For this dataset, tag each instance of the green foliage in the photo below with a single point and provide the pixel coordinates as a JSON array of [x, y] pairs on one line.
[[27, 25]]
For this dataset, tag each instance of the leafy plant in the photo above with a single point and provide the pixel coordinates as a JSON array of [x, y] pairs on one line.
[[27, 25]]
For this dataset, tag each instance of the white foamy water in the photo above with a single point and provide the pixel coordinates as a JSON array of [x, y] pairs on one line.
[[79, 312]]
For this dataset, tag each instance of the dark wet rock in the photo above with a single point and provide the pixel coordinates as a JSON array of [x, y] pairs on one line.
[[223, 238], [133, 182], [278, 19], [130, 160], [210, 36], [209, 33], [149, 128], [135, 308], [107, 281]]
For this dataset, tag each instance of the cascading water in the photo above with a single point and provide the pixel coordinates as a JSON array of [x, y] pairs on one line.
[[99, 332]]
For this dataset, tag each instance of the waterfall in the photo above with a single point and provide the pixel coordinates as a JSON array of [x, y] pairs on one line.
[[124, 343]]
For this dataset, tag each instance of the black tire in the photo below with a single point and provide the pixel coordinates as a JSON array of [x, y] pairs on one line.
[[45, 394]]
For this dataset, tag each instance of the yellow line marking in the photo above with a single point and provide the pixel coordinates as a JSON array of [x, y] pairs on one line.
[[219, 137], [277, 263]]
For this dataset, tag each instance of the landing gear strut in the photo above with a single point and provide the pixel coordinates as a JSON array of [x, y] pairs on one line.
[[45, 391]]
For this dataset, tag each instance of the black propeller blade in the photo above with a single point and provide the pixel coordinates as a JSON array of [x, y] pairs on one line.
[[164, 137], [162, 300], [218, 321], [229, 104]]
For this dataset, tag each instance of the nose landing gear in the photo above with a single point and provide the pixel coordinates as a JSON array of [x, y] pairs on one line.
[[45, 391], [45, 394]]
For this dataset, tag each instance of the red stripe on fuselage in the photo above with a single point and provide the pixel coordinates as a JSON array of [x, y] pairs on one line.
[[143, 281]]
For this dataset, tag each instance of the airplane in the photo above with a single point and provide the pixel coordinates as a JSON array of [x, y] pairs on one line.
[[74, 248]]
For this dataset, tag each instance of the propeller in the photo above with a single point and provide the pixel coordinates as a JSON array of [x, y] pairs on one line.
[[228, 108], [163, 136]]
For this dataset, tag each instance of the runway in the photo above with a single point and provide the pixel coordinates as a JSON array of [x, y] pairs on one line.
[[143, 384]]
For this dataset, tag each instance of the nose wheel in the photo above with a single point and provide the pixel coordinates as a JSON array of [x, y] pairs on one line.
--*--
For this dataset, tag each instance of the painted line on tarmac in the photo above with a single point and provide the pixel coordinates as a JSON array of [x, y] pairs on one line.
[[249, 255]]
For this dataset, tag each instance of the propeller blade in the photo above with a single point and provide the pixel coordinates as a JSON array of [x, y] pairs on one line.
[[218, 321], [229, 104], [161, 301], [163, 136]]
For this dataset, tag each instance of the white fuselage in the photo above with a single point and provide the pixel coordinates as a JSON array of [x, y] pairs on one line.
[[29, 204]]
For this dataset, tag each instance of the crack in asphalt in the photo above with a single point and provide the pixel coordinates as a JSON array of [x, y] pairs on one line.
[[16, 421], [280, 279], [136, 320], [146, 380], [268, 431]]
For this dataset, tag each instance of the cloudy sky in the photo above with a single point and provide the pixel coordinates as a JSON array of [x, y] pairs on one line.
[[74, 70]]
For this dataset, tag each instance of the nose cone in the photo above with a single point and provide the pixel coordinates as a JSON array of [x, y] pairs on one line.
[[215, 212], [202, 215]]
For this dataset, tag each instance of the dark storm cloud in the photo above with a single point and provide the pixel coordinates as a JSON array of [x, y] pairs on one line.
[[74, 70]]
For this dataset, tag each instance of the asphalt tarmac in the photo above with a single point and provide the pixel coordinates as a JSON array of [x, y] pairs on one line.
--*--
- What to produce -
Recast the stretch from the line containing "For this dataset, tag each instance of the green" through the line containing "[[124, 343]]", both included, as a numbered list, leaving out any blank lines.

- Solution to this problem -
1. For this dataset, tag each instance of the green foliage in the photo below with a single point and provide the pixel coordinates as a JSON array of [x, y] pairs on one line.
2. [[27, 25]]
3. For this dataset, tag each instance of the leafy plant in the photo above with a single point and provide the pixel coordinates as a JSON array of [x, y] pairs on one line.
4. [[27, 25]]
5. For this dataset, tag each instance of the white foamy water in the photo above with a single point and provide the pixel coordinates as a JSON array of [x, y] pairs on one line.
6. [[79, 312]]
7. For this dataset, tag each instance of the dark wet rock in the photo above with a single point and provide the pixel coordinates as a JSON array of [x, y] pairs on one line.
8. [[223, 238], [133, 182], [278, 19], [130, 160], [210, 36], [209, 33], [149, 128], [135, 308], [107, 281]]
9. For this dataset, tag each instance of the cascading water in the photo above with a single point and provide the pixel coordinates as a JSON array of [x, y] pairs on one line.
10. [[99, 332]]
11. For this dataset, tag each instance of the waterfall in the photo above with a single point and provide the pixel coordinates as a JSON array of [x, y] pairs on one line.
12. [[124, 343]]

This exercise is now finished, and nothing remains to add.